● Source extract:
[start]
Boddy’s words make sense in a fanzine context. She has become her own ‘narrator of [her] everyday life’, in search for ‘identity and sociability, self-valorization and dialogue’ (Atton, 2002: 63). I have done it myself, with probably the same level of desperation but, with a little more grace. Boddy was after all, as Duncombe (1997: 43) writes ‘trying out new personalities, ideas, and politics’. Yet, what place has such writing got in a book distributed by Powerhouse Classics, a publisher proudly citing as partners the likes of GAP, Nike, Saatchi & Saatchi, Pzifer, and Ralph Lauren… and, of course, Amnesty International?

If fanzine experience was as Duncombe (1997: 179) describes, a ‘refusal to be passive’, ‘the negation of what is’ (p.183) and ‘politics by example’ (p.188), and if grunge meant an alternative music scene, then this book is the embodiment of what happened to both: assimilated by commerce and major corporations.

Now I can only look at the photographs in this book with mixed feelings: admiration for the photographer. I was there too. I saw Sonic Youth, Nirvana and Pear Jam play live in the 1990s. I saw and felt the ‘thrill’ myself but was unable to capture it. So, yes. I feel a lot of admiration. Yet, I feel disdain for the man who put this book together. I look at a photograph showing angry fingers shoved up in the air and equally angry male faces. I look at another photo of this artist backstage giving the finger to the camera, wearing a tee-shirt parading the mighty word ‘destroy’. I can only wonder: But for what purpose in the end?

Book #2: Joy Division by Kevin Cummins (2010)
[end]
● Things to do:
- a) Answer these questions from the review excerpt.
(i) Which publisher distributes the book under review?
(ii) What word is printed on the tee-shirt in the backstage photo?
(iii) What does the writer feel toward the man who put the book together?
- b) In the review excerpt, change "grunge" to "punk" and write out everything from "If fanzine experience" down to "and major corporations.".
Use only the review excerpt to answer.

● Extracted records:
[start]
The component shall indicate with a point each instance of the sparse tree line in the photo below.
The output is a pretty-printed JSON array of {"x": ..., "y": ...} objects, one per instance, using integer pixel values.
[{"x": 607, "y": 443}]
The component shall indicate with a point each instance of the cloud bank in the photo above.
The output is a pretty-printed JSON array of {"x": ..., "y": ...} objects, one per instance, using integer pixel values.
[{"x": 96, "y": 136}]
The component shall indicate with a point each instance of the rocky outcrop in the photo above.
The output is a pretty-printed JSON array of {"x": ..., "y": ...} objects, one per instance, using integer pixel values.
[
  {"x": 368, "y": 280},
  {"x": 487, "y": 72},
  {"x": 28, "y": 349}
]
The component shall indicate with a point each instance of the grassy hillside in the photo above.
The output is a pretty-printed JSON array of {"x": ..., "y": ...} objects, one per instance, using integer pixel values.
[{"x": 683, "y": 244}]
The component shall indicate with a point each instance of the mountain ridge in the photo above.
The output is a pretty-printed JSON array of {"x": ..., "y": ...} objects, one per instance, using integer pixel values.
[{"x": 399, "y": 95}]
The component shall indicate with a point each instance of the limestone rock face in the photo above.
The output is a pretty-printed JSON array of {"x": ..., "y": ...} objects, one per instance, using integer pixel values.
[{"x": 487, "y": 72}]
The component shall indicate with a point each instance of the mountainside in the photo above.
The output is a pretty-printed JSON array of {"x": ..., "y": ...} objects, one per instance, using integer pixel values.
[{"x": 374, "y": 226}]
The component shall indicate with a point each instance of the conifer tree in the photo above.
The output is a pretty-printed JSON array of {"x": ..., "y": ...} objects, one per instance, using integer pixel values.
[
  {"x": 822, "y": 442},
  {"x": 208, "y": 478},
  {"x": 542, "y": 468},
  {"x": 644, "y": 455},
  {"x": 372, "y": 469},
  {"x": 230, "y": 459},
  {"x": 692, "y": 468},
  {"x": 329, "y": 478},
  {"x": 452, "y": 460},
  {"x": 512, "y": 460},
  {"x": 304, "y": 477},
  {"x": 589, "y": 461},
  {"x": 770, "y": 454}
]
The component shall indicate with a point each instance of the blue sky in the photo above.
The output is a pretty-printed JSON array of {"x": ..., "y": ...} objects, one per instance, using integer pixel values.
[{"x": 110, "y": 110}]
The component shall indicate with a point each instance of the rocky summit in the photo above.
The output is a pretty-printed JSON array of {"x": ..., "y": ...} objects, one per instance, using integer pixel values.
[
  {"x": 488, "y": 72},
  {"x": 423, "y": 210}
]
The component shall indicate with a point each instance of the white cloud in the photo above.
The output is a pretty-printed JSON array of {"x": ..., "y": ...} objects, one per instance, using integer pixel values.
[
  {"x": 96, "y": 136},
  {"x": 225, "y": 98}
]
[end]
● Results of the tasks:
- a)
(i) Powerhouse Classics
(ii) 'destroy'
(iii) Disdain

- b)
If fanzine experience was as Duncombe (1997: 179) describes, a ‘refusal to be passive’, ‘the negation of what is’ (p.183) and ‘politics by example’ (p.188), and if punk meant an alternative music scene, then this book is the embodiment of what happened to both: assimilated by commerce and major corporations.